Texte >>
_ _ _

Il faut attendre la fin de la discussion de la loi sur la presse pour écrire l’histoire de cet épisode de la politique contemporaine. Les auteurs, les préparateurs de cette loi sur les écrits périodiques, ceux qui ont hérissé cette œuvre législative de précautions défiantes, ceux qui ont tissé les mailles du réseau dans lequel ils prétendent contenir l’esprit de la France, ceux qui se sont délectés à comprimer une grande question de développement national sous des artifices de procédure et avec une friandise de criminalistes adonnés à la création et à la combinaison des pénalités, ceux-là n’occuperont point une belle page dans ce chapitre de notre histoire, Ils nous font faire une sotte figure devant les grandes nations du monde qui connaissent les droits de la presse libre et en éprouvent les bienfaits pratiques ; ils étonnent en tout pays les gens d’esprit sur l’état où l’on veut mettre la nation de Descartes, de Pascal, de La Bruyère, de Voltaire, de Beaumarchais, de Mirabeau, de Paul-Louis Courier et de Béranger. Personne ne veut croire que le génie français puisse consentir à être mis en lisière au rang de la Russie ou de l’Espagne. Ceux qui ont fabriqué la loi de la presse ont mal servi l’impulsion généreuse qui anima l’empereur dans son programme du 19 janvier, et n’ont point répondu à l’attente de la France.

_ _ _

Données fournies >>
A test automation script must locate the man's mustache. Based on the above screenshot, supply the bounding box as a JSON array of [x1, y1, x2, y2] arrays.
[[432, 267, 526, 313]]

_ _ _

À compléter >>
a) D'après le texte sur la loi de la presse, de quelle date est le programme de l'empereur ?
b) Relevez tous les noms de personnes cités dans le texte sur la loi de la presse.

Réponses >>
a) Du 19 janvier.

b) Descartes, Pascal, La Bruyère, Voltaire, Beaumarchais, Mirabeau, Paul-Louis Courier et Béranger.